Selected excerpt
========================================================================
Step one. Set yourself up to shine.

What is an ideal tenant for a small mom and pop landlord?
One that they don’t know exists. An ideal tenant pays rent on time. Hooks up the utilities before they move into the unit. Lives a clean drug-free life. Each adult has a bachelors degree, a steady middle management job of five years in a field thats stable. If the tenants are a family, it is a family of two nobel prize winning kids. The ideal tenant has no drama, but does have a long list of references that have known them for years and can attest as to how immaculately they left their last residence, and how courteous they were to their fellow neighbors. One that communicates clearly and with as few words as possible.

If you have bad credit, it is your job to prove which of these characteristics you have, as well as possible.

You need to be well organized, and committed. Before meeting with a landlord, get their application ahead of time. Fill it out. Get a letter from your employer stating how long you’ve been employed, what your job is, and how much you earn. If you are new to the area, get a letter from your previous employer stating the same thing. If you are self employed get yourself a copy of your tax returns. Scan or photo copy, all of these documents. If you can email this to your potential landlord ahead of time, you’ll be way ahead of the rest of your competition.

Step 2. The number one thing to do because you have bad credit. Pre-Qualify your landlord.
========================================================================
Data rows
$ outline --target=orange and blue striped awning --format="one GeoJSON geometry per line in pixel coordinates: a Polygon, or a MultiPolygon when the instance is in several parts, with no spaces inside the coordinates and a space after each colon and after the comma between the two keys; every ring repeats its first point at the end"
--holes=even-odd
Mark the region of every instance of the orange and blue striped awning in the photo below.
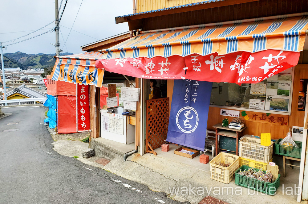
{"type": "Polygon", "coordinates": [[[192,54],[204,56],[215,52],[221,55],[239,51],[302,50],[308,16],[259,20],[206,27],[187,26],[180,30],[150,31],[102,50],[103,58],[151,58],[192,54]]]}
{"type": "Polygon", "coordinates": [[[96,68],[95,62],[103,56],[99,52],[91,52],[56,56],[50,78],[55,81],[101,87],[104,70],[96,68]]]}

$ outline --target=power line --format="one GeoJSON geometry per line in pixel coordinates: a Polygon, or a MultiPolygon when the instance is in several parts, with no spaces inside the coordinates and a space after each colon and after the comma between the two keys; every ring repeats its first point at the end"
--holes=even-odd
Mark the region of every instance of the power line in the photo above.
{"type": "MultiPolygon", "coordinates": [[[[51,29],[51,28],[45,28],[43,29],[41,29],[41,30],[47,30],[48,29],[51,29]]],[[[0,34],[8,34],[9,33],[22,33],[23,32],[29,32],[29,31],[33,31],[34,30],[25,30],[23,31],[16,31],[16,32],[10,32],[10,33],[1,33],[0,34]]]]}
{"type": "MultiPolygon", "coordinates": [[[[62,27],[63,27],[64,28],[67,28],[68,29],[70,29],[69,28],[67,28],[67,27],[66,27],[65,26],[64,26],[63,25],[60,25],[61,26],[62,26],[62,27]]],[[[75,31],[75,32],[77,32],[77,33],[80,33],[80,34],[82,34],[83,35],[84,35],[87,36],[88,36],[88,37],[91,37],[92,38],[94,38],[95,40],[99,40],[99,39],[98,39],[97,38],[95,38],[95,37],[93,37],[90,36],[89,35],[86,35],[86,34],[85,34],[84,33],[80,33],[80,32],[79,32],[78,31],[77,31],[77,30],[73,30],[73,29],[71,29],[71,30],[72,30],[73,31],[75,31]]],[[[64,40],[64,39],[63,39],[63,40],[64,40]]]]}
{"type": "MultiPolygon", "coordinates": [[[[43,35],[44,34],[47,33],[51,33],[53,31],[53,30],[54,30],[54,29],[53,28],[52,29],[50,30],[49,30],[48,31],[46,31],[46,32],[45,32],[45,33],[41,33],[40,34],[39,34],[39,35],[36,35],[35,36],[33,36],[33,37],[30,37],[30,38],[27,38],[27,39],[26,39],[25,40],[21,40],[20,41],[18,41],[18,42],[16,42],[14,43],[12,43],[11,44],[8,44],[8,45],[6,45],[6,47],[7,47],[9,45],[12,45],[14,44],[17,44],[17,43],[20,43],[20,42],[23,42],[24,41],[26,41],[26,40],[30,40],[30,39],[32,39],[32,38],[34,38],[34,37],[38,37],[38,36],[40,36],[42,35],[43,35]]],[[[9,42],[9,41],[7,41],[7,42],[9,42]]]]}
{"type": "MultiPolygon", "coordinates": [[[[64,12],[64,10],[65,9],[65,7],[66,7],[66,4],[67,3],[67,1],[68,0],[66,0],[65,1],[65,3],[64,5],[64,7],[63,7],[63,10],[62,11],[62,13],[61,13],[61,15],[60,16],[60,18],[59,19],[59,20],[58,21],[58,23],[57,24],[57,25],[56,27],[55,27],[55,31],[56,31],[56,29],[58,28],[58,26],[59,25],[59,24],[60,23],[60,21],[61,21],[61,19],[62,18],[62,16],[63,15],[63,13],[64,12]]],[[[58,14],[59,16],[59,14],[58,14]]]]}
{"type": "MultiPolygon", "coordinates": [[[[30,34],[32,34],[32,33],[35,33],[36,31],[38,31],[38,30],[39,30],[41,29],[45,28],[45,27],[46,27],[46,26],[47,26],[47,25],[49,25],[50,24],[51,24],[52,23],[53,23],[54,22],[55,22],[54,21],[53,21],[52,22],[51,22],[49,23],[48,23],[47,25],[44,25],[44,26],[43,26],[42,28],[39,28],[37,30],[35,30],[34,31],[33,31],[33,32],[31,32],[31,33],[29,33],[28,34],[27,34],[26,35],[24,35],[24,36],[22,36],[21,37],[19,37],[17,38],[15,38],[15,39],[14,39],[14,40],[8,40],[7,41],[6,41],[5,42],[2,42],[2,43],[7,43],[7,42],[14,42],[14,41],[15,41],[16,40],[18,40],[18,39],[19,39],[20,38],[21,38],[22,37],[26,37],[26,36],[27,36],[29,35],[30,34]]],[[[48,31],[47,32],[47,33],[48,33],[49,32],[49,31],[48,31]]],[[[21,41],[21,42],[22,42],[22,41],[21,41]]]]}
{"type": "MultiPolygon", "coordinates": [[[[62,26],[61,25],[61,26],[62,26]]],[[[61,29],[59,29],[59,30],[60,31],[60,33],[61,33],[61,36],[62,36],[62,39],[63,39],[63,41],[64,41],[64,38],[63,37],[63,36],[62,34],[62,32],[61,32],[61,29]]],[[[64,44],[64,45],[65,45],[65,48],[66,48],[66,52],[68,52],[68,50],[67,50],[67,48],[66,47],[66,45],[65,45],[65,44],[64,44]]]]}
{"type": "MultiPolygon", "coordinates": [[[[70,34],[71,33],[71,31],[72,31],[72,29],[73,28],[73,26],[74,26],[74,24],[75,23],[75,21],[76,20],[76,18],[77,18],[77,16],[78,16],[78,14],[79,13],[79,10],[80,10],[80,8],[81,7],[81,4],[82,4],[82,2],[83,1],[83,0],[82,0],[82,1],[81,1],[81,3],[80,4],[80,6],[79,6],[79,8],[78,10],[78,11],[77,12],[77,14],[76,15],[76,17],[75,17],[75,20],[74,20],[74,22],[73,23],[73,25],[72,25],[72,27],[71,28],[71,30],[70,30],[70,32],[68,33],[68,35],[67,36],[67,38],[66,38],[66,40],[65,40],[65,42],[64,42],[64,45],[65,45],[65,44],[66,43],[66,41],[67,40],[67,39],[68,39],[68,37],[70,36],[70,34]]],[[[64,7],[64,8],[65,8],[65,7],[64,7]]],[[[64,10],[64,9],[63,9],[63,10],[64,10]]],[[[63,48],[64,48],[64,46],[63,46],[63,47],[62,47],[62,48],[63,49],[63,48]]]]}

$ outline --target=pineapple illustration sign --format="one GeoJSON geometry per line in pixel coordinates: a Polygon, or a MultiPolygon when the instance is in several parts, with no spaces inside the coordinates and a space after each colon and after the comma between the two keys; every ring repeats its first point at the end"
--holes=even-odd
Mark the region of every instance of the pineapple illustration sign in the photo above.
{"type": "Polygon", "coordinates": [[[241,114],[242,116],[244,117],[245,120],[246,121],[249,119],[249,117],[248,116],[248,115],[246,113],[246,111],[243,110],[241,112],[241,114]]]}

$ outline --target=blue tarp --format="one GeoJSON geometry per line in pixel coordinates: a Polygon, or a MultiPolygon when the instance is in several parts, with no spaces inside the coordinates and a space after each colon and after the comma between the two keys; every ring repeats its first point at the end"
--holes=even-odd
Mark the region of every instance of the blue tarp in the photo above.
{"type": "Polygon", "coordinates": [[[54,96],[46,95],[47,100],[44,103],[44,105],[48,107],[49,110],[47,112],[48,118],[44,120],[45,122],[49,122],[48,126],[50,128],[54,128],[57,126],[58,117],[56,110],[58,108],[57,98],[54,96]]]}
{"type": "Polygon", "coordinates": [[[212,84],[174,80],[167,141],[204,150],[212,84]]]}

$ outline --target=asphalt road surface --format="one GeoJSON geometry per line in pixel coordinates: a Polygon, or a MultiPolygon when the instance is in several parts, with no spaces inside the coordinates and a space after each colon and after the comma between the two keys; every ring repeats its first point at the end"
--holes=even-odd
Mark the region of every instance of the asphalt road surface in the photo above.
{"type": "Polygon", "coordinates": [[[53,150],[46,110],[2,109],[13,114],[0,119],[0,203],[180,203],[53,150]]]}

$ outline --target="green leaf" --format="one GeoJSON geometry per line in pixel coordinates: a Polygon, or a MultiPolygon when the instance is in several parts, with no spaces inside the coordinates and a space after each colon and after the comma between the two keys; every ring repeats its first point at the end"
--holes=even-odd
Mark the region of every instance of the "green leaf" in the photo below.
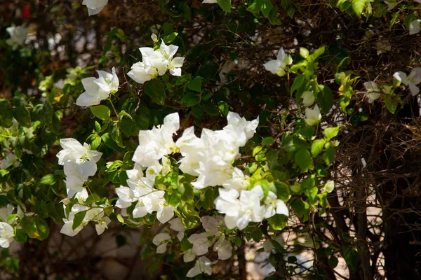
{"type": "Polygon", "coordinates": [[[262,6],[262,13],[266,18],[269,18],[270,11],[274,8],[274,5],[270,0],[265,0],[265,3],[262,6]]]}
{"type": "Polygon", "coordinates": [[[81,212],[78,212],[74,215],[74,219],[73,220],[73,225],[72,226],[72,229],[73,230],[76,230],[77,227],[81,225],[83,219],[85,218],[85,216],[86,215],[86,212],[88,210],[82,211],[81,212]]]}
{"type": "Polygon", "coordinates": [[[92,150],[96,150],[101,144],[101,137],[99,135],[95,134],[91,142],[91,148],[92,150]]]}
{"type": "Polygon", "coordinates": [[[270,145],[272,143],[274,143],[274,141],[275,141],[275,139],[274,139],[274,137],[266,137],[263,140],[262,140],[262,146],[270,145]]]}
{"type": "Polygon", "coordinates": [[[300,48],[300,55],[301,55],[303,58],[306,59],[309,57],[310,52],[309,50],[305,48],[300,48]]]}
{"type": "Polygon", "coordinates": [[[321,153],[323,150],[323,147],[324,147],[324,139],[316,139],[312,143],[312,155],[313,155],[313,157],[315,157],[321,153]]]}
{"type": "Polygon", "coordinates": [[[287,152],[295,152],[300,149],[308,149],[310,148],[305,141],[295,136],[288,136],[282,139],[282,148],[287,152]]]}
{"type": "Polygon", "coordinates": [[[279,181],[275,181],[274,183],[276,189],[276,195],[278,198],[283,200],[284,202],[287,202],[290,197],[288,186],[285,183],[280,182],[279,181]]]}
{"type": "Polygon", "coordinates": [[[392,96],[389,94],[385,96],[385,105],[386,105],[386,108],[392,113],[395,113],[400,101],[399,97],[396,95],[392,96]]]}
{"type": "Polygon", "coordinates": [[[324,134],[326,141],[330,140],[333,137],[336,137],[338,133],[339,132],[339,129],[343,126],[342,125],[339,125],[335,127],[328,127],[324,130],[324,134]]]}
{"type": "Polygon", "coordinates": [[[119,147],[124,148],[123,140],[121,139],[121,134],[120,133],[120,125],[118,122],[114,122],[112,125],[112,129],[109,134],[111,138],[117,144],[119,147]]]}
{"type": "Polygon", "coordinates": [[[290,204],[293,206],[294,212],[295,212],[297,216],[302,218],[303,222],[309,220],[310,205],[307,202],[300,198],[293,200],[290,204]]]}
{"type": "Polygon", "coordinates": [[[344,258],[345,259],[347,265],[348,265],[348,267],[349,268],[349,272],[351,274],[354,274],[357,269],[356,251],[355,251],[355,249],[352,247],[345,248],[344,250],[344,258]]]}
{"type": "Polygon", "coordinates": [[[307,149],[298,150],[295,153],[295,160],[302,172],[307,172],[309,169],[312,169],[314,167],[310,153],[307,149]]]}
{"type": "Polygon", "coordinates": [[[39,240],[44,240],[48,237],[50,228],[46,221],[36,216],[34,218],[27,216],[23,217],[20,220],[20,226],[22,229],[28,234],[29,238],[35,238],[39,240]]]}
{"type": "Polygon", "coordinates": [[[187,92],[181,99],[181,104],[186,107],[192,107],[200,103],[200,97],[192,92],[187,92]]]}
{"type": "Polygon", "coordinates": [[[174,39],[175,38],[175,37],[177,37],[178,35],[178,33],[173,32],[170,35],[166,36],[165,37],[163,37],[162,38],[163,40],[163,43],[171,43],[173,41],[174,41],[174,39]]]}
{"type": "Polygon", "coordinates": [[[291,96],[294,94],[294,92],[298,90],[300,88],[304,83],[304,80],[305,78],[305,76],[304,74],[300,74],[295,77],[294,79],[294,83],[293,83],[293,85],[291,85],[291,88],[290,90],[290,93],[291,96]]]}
{"type": "Polygon", "coordinates": [[[320,91],[317,94],[317,101],[323,113],[328,113],[333,106],[333,94],[332,90],[328,86],[319,85],[320,91]]]}
{"type": "Polygon", "coordinates": [[[31,126],[31,113],[25,106],[20,105],[13,110],[13,117],[20,125],[25,127],[31,126]]]}
{"type": "Polygon", "coordinates": [[[201,77],[194,77],[194,78],[187,83],[187,88],[190,90],[195,92],[201,91],[201,77]]]}
{"type": "Polygon", "coordinates": [[[111,135],[109,133],[105,133],[101,136],[101,139],[102,141],[108,148],[112,148],[114,150],[119,150],[119,148],[116,144],[116,142],[111,138],[111,135]]]}
{"type": "Polygon", "coordinates": [[[288,217],[285,215],[276,214],[267,220],[272,228],[275,230],[282,230],[286,225],[288,217]]]}
{"type": "Polygon", "coordinates": [[[352,0],[352,9],[355,14],[359,17],[361,16],[361,13],[366,7],[366,0],[352,0]]]}
{"type": "Polygon", "coordinates": [[[111,111],[109,108],[104,105],[98,105],[95,106],[89,107],[91,111],[98,118],[102,120],[109,120],[111,115],[111,111]]]}
{"type": "Polygon", "coordinates": [[[39,120],[44,123],[51,123],[53,122],[53,114],[54,114],[53,106],[48,101],[46,101],[42,106],[42,112],[39,115],[39,120]]]}
{"type": "Polygon", "coordinates": [[[17,228],[13,239],[19,243],[25,243],[28,240],[28,237],[25,230],[17,228]]]}
{"type": "Polygon", "coordinates": [[[259,13],[262,10],[264,0],[255,0],[251,5],[247,8],[247,10],[253,13],[259,13]]]}
{"type": "Polygon", "coordinates": [[[123,120],[123,118],[124,118],[124,117],[127,117],[132,120],[133,120],[132,116],[128,113],[127,113],[126,111],[123,110],[120,113],[119,113],[118,118],[119,118],[119,120],[123,120]]]}
{"type": "Polygon", "coordinates": [[[231,12],[231,0],[218,0],[218,4],[225,12],[231,12]]]}
{"type": "Polygon", "coordinates": [[[144,91],[155,103],[163,105],[166,94],[161,80],[148,80],[145,83],[144,91]]]}
{"type": "Polygon", "coordinates": [[[328,181],[323,186],[326,192],[330,192],[335,189],[335,182],[332,180],[328,181]]]}
{"type": "Polygon", "coordinates": [[[54,174],[47,174],[42,177],[39,181],[39,183],[44,185],[52,186],[57,182],[57,177],[54,174]]]}
{"type": "Polygon", "coordinates": [[[328,166],[330,165],[333,161],[333,157],[335,157],[335,153],[336,149],[333,146],[330,146],[323,155],[323,159],[328,166]]]}

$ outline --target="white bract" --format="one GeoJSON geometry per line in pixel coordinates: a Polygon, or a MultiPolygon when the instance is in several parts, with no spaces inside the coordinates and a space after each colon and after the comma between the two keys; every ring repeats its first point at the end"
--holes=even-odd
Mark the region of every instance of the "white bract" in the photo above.
{"type": "Polygon", "coordinates": [[[139,146],[132,160],[142,167],[149,167],[164,155],[175,152],[173,134],[176,134],[179,128],[178,113],[174,113],[165,117],[163,125],[154,127],[152,130],[140,130],[139,146]]]}
{"type": "Polygon", "coordinates": [[[119,90],[119,81],[116,69],[113,67],[112,74],[104,71],[97,71],[99,78],[85,78],[82,85],[85,89],[76,99],[76,104],[82,106],[98,105],[102,100],[107,99],[110,94],[119,90]]]}
{"type": "MultiPolygon", "coordinates": [[[[152,35],[152,40],[154,37],[152,35]]],[[[163,40],[159,50],[152,48],[140,48],[142,62],[136,62],[131,66],[127,75],[139,83],[144,83],[159,76],[164,75],[167,70],[173,76],[181,76],[181,67],[184,57],[174,57],[178,47],[174,45],[166,46],[163,40]]]]}
{"type": "Polygon", "coordinates": [[[409,86],[409,90],[413,96],[420,92],[420,88],[417,85],[421,83],[421,67],[413,68],[408,76],[406,74],[401,71],[396,72],[393,76],[403,85],[409,86]]]}
{"type": "Polygon", "coordinates": [[[13,227],[7,223],[0,222],[0,246],[8,248],[14,236],[13,227]]]}
{"type": "Polygon", "coordinates": [[[214,262],[211,262],[206,257],[200,257],[199,260],[196,261],[194,267],[193,267],[187,272],[187,277],[194,277],[201,273],[206,273],[208,275],[212,274],[212,267],[210,267],[214,262]]]}
{"type": "Polygon", "coordinates": [[[89,15],[93,15],[102,10],[107,3],[108,0],[83,0],[82,5],[86,5],[86,8],[88,8],[88,14],[89,15]]]}
{"type": "Polygon", "coordinates": [[[309,108],[305,108],[305,122],[309,125],[317,125],[321,120],[321,114],[320,113],[320,109],[319,105],[316,104],[314,108],[310,109],[309,108]]]}
{"type": "Polygon", "coordinates": [[[373,103],[380,97],[380,90],[374,82],[364,83],[364,88],[367,90],[367,98],[368,103],[373,103]]]}
{"type": "Polygon", "coordinates": [[[7,27],[6,31],[9,34],[11,38],[6,40],[6,43],[12,47],[13,50],[19,46],[22,46],[28,36],[27,28],[23,26],[15,26],[7,27]]]}
{"type": "Polygon", "coordinates": [[[85,162],[81,164],[67,162],[64,166],[65,175],[66,175],[66,188],[67,196],[72,197],[76,192],[84,189],[84,183],[91,176],[95,175],[97,166],[95,162],[85,162]]]}
{"type": "Polygon", "coordinates": [[[225,214],[225,224],[229,229],[236,226],[239,230],[245,229],[250,222],[261,222],[265,218],[266,209],[260,205],[263,198],[263,190],[260,185],[251,190],[239,192],[234,189],[220,189],[220,195],[215,200],[215,208],[225,214]]]}
{"type": "Polygon", "coordinates": [[[288,65],[293,63],[293,58],[290,55],[285,53],[283,48],[279,49],[276,59],[271,60],[263,64],[265,69],[273,74],[282,77],[286,74],[285,69],[288,65]]]}
{"type": "Polygon", "coordinates": [[[86,160],[97,162],[101,158],[102,153],[91,150],[91,145],[83,143],[83,146],[73,138],[60,139],[60,145],[63,148],[58,152],[58,164],[65,165],[65,162],[74,162],[81,164],[86,160]]]}
{"type": "Polygon", "coordinates": [[[182,223],[181,223],[181,220],[179,218],[175,218],[168,222],[170,225],[170,229],[173,230],[175,230],[178,232],[177,234],[177,238],[178,240],[182,241],[184,238],[185,232],[186,231],[186,228],[182,225],[182,223]]]}
{"type": "Polygon", "coordinates": [[[279,200],[274,192],[269,191],[265,200],[266,213],[265,218],[270,218],[275,214],[282,214],[289,216],[288,207],[281,200],[279,200]]]}
{"type": "Polygon", "coordinates": [[[313,105],[313,103],[314,103],[314,100],[316,99],[313,92],[309,90],[302,92],[301,98],[302,98],[302,104],[306,107],[313,105]]]}
{"type": "Polygon", "coordinates": [[[168,243],[171,240],[171,237],[168,233],[159,233],[154,237],[152,243],[156,245],[157,253],[163,253],[166,251],[168,243]]]}

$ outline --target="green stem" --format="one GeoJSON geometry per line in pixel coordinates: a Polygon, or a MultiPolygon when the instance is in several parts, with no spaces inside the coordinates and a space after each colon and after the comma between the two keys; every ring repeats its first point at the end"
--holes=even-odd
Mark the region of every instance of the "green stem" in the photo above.
{"type": "Polygon", "coordinates": [[[108,98],[108,101],[109,101],[109,103],[111,103],[111,106],[112,107],[112,109],[114,110],[114,113],[116,114],[116,117],[118,117],[119,114],[117,113],[117,111],[116,111],[116,108],[114,106],[114,104],[112,104],[112,102],[111,101],[111,97],[108,98]]]}

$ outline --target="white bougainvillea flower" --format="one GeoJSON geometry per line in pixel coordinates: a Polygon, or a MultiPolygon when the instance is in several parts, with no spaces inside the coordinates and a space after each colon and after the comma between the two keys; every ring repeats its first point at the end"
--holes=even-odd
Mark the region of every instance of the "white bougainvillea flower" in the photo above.
{"type": "Polygon", "coordinates": [[[367,90],[367,98],[368,103],[373,103],[380,97],[380,90],[374,82],[364,83],[364,88],[367,90]]]}
{"type": "Polygon", "coordinates": [[[220,189],[220,195],[215,200],[215,208],[225,214],[227,227],[243,230],[250,222],[261,222],[266,212],[260,205],[263,190],[260,185],[251,190],[243,190],[237,199],[239,192],[234,189],[220,189]]]}
{"type": "Polygon", "coordinates": [[[166,251],[166,246],[171,240],[171,237],[168,233],[159,233],[154,237],[152,243],[156,245],[156,253],[164,253],[166,251]]]}
{"type": "Polygon", "coordinates": [[[208,275],[212,275],[211,265],[214,262],[211,262],[206,257],[200,257],[196,261],[194,267],[190,269],[186,275],[187,277],[194,277],[201,273],[206,273],[208,275]]]}
{"type": "Polygon", "coordinates": [[[13,165],[13,167],[18,167],[20,164],[20,162],[16,159],[15,154],[10,152],[8,150],[6,150],[5,152],[7,153],[6,158],[0,161],[0,168],[6,169],[7,167],[13,165]]]}
{"type": "Polygon", "coordinates": [[[113,67],[112,74],[104,71],[97,71],[100,78],[85,78],[82,79],[82,85],[85,89],[76,99],[76,104],[82,106],[98,105],[102,100],[107,99],[109,94],[119,90],[119,78],[113,67]]]}
{"type": "Polygon", "coordinates": [[[166,203],[164,194],[163,190],[156,190],[141,197],[147,213],[156,211],[156,218],[161,223],[166,223],[174,216],[174,207],[166,203]]]}
{"type": "Polygon", "coordinates": [[[15,26],[7,27],[6,31],[9,34],[11,38],[6,40],[6,43],[15,50],[19,46],[22,46],[28,36],[27,28],[23,26],[15,26]]]}
{"type": "Polygon", "coordinates": [[[151,67],[144,62],[136,62],[131,66],[131,70],[127,73],[127,76],[133,79],[136,83],[140,84],[156,78],[158,70],[151,67]]]}
{"type": "Polygon", "coordinates": [[[387,10],[392,10],[398,4],[398,2],[395,0],[384,1],[383,2],[387,5],[387,10]]]}
{"type": "Polygon", "coordinates": [[[250,176],[245,176],[241,169],[234,167],[232,178],[227,180],[222,186],[225,188],[234,188],[239,192],[246,190],[250,186],[250,176]]]}
{"type": "Polygon", "coordinates": [[[159,52],[166,59],[168,68],[170,69],[170,74],[173,76],[181,76],[181,66],[184,63],[184,57],[175,57],[174,55],[177,53],[178,47],[174,45],[166,46],[162,40],[159,52]]]}
{"type": "Polygon", "coordinates": [[[13,227],[7,223],[0,222],[0,246],[8,248],[14,236],[13,227]]]}
{"type": "Polygon", "coordinates": [[[321,120],[321,114],[320,113],[320,108],[319,105],[316,104],[314,108],[310,109],[309,108],[305,108],[305,122],[309,125],[317,125],[321,120]]]}
{"type": "Polygon", "coordinates": [[[224,226],[224,218],[219,215],[215,217],[204,216],[200,218],[200,221],[206,232],[212,236],[218,235],[220,227],[224,226]]]}
{"type": "Polygon", "coordinates": [[[95,225],[95,230],[97,232],[97,234],[100,235],[108,228],[108,224],[111,222],[111,220],[108,217],[104,217],[103,219],[98,220],[98,223],[95,225]]]}
{"type": "Polygon", "coordinates": [[[107,3],[108,0],[83,0],[82,5],[86,5],[89,15],[94,15],[100,13],[107,3]]]}
{"type": "Polygon", "coordinates": [[[290,55],[285,53],[283,48],[279,49],[276,59],[271,60],[263,66],[265,69],[273,74],[276,74],[280,77],[285,75],[285,69],[288,65],[293,63],[293,58],[290,55]]]}
{"type": "MultiPolygon", "coordinates": [[[[247,121],[246,118],[240,117],[236,113],[229,112],[227,115],[228,125],[224,127],[224,132],[229,134],[233,140],[232,144],[242,147],[256,133],[256,128],[259,125],[259,118],[251,121],[247,121]]],[[[217,135],[220,135],[218,134],[217,135]]]]}
{"type": "Polygon", "coordinates": [[[192,249],[189,249],[183,253],[182,260],[185,262],[189,262],[194,260],[196,258],[196,254],[193,253],[192,249]]]}
{"type": "Polygon", "coordinates": [[[301,98],[302,98],[302,105],[305,106],[306,107],[313,105],[314,100],[316,99],[313,92],[309,90],[302,92],[301,98]]]}
{"type": "Polygon", "coordinates": [[[187,240],[193,244],[193,253],[197,255],[204,255],[208,253],[208,248],[212,244],[208,239],[209,234],[207,232],[194,233],[187,240]]]}
{"type": "Polygon", "coordinates": [[[213,251],[218,252],[219,260],[228,260],[232,255],[232,245],[222,236],[213,245],[213,251]]]}
{"type": "Polygon", "coordinates": [[[409,24],[409,34],[414,35],[420,33],[420,24],[421,24],[421,19],[412,21],[409,24]]]}
{"type": "Polygon", "coordinates": [[[94,162],[85,162],[81,164],[71,162],[65,162],[64,172],[66,175],[67,197],[72,197],[76,192],[83,190],[83,184],[89,176],[95,175],[96,171],[97,166],[94,162]]]}
{"type": "Polygon", "coordinates": [[[393,76],[403,85],[409,86],[409,90],[413,96],[420,92],[420,88],[417,85],[421,83],[421,67],[413,68],[408,76],[406,74],[401,71],[396,72],[393,76]]]}
{"type": "Polygon", "coordinates": [[[282,214],[287,217],[289,216],[289,211],[288,207],[281,200],[279,200],[274,192],[269,191],[265,200],[266,205],[266,213],[265,218],[270,218],[275,214],[282,214]]]}
{"type": "Polygon", "coordinates": [[[73,138],[60,139],[60,145],[63,148],[57,154],[58,164],[60,165],[64,165],[67,162],[78,164],[83,164],[86,160],[97,162],[102,155],[102,153],[91,150],[91,145],[83,143],[82,146],[73,138]]]}
{"type": "Polygon", "coordinates": [[[178,113],[168,115],[163,119],[163,125],[154,127],[152,130],[139,132],[139,146],[136,148],[133,161],[143,167],[156,164],[164,155],[176,150],[173,134],[180,128],[178,113]]]}
{"type": "MultiPolygon", "coordinates": [[[[15,210],[15,207],[11,204],[7,204],[6,207],[0,208],[0,221],[8,223],[7,218],[9,215],[13,213],[13,210],[15,210]]],[[[10,223],[13,221],[14,220],[9,221],[8,223],[10,223]]]]}
{"type": "Polygon", "coordinates": [[[95,83],[98,85],[101,90],[111,94],[115,93],[119,90],[119,77],[116,74],[116,69],[112,67],[112,73],[105,72],[105,71],[97,70],[99,78],[95,80],[95,83]]]}
{"type": "Polygon", "coordinates": [[[170,229],[173,230],[175,230],[178,232],[177,234],[177,238],[178,240],[182,241],[184,238],[185,232],[186,231],[186,228],[182,225],[182,223],[181,223],[181,220],[179,218],[175,218],[168,222],[170,225],[170,229]]]}

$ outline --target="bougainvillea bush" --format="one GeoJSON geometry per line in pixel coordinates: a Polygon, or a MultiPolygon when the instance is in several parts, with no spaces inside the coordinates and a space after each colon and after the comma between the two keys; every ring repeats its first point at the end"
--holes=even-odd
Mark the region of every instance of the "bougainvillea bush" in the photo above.
{"type": "Polygon", "coordinates": [[[420,7],[6,1],[0,276],[419,279],[420,7]]]}

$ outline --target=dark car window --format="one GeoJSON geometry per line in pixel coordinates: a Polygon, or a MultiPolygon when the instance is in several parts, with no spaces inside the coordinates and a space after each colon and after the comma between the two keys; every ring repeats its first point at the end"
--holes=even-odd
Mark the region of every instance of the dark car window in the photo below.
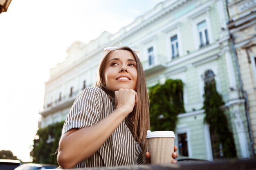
========================================================================
Aim
From the advice on renting with bad credit, reproduce word for word the part that opens with the words containing "If you have" and closes with "Pre-Qualify your landlord.".

Complete response
If you have bad credit, it is your job to prove which of these characteristics you have, as well as possible.

You need to be well organized, and committed. Before meeting with a landlord, get their application ahead of time. Fill it out. Get a letter from your employer stating how long you’ve been employed, what your job is, and how much you earn. If you are new to the area, get a letter from your previous employer stating the same thing. If you are self employed get yourself a copy of your tax returns. Scan or photo copy, all of these documents. If you can email this to your potential landlord ahead of time, you’ll be way ahead of the rest of your competition.

Step 2. The number one thing to do because you have bad credit. Pre-Qualify your landlord.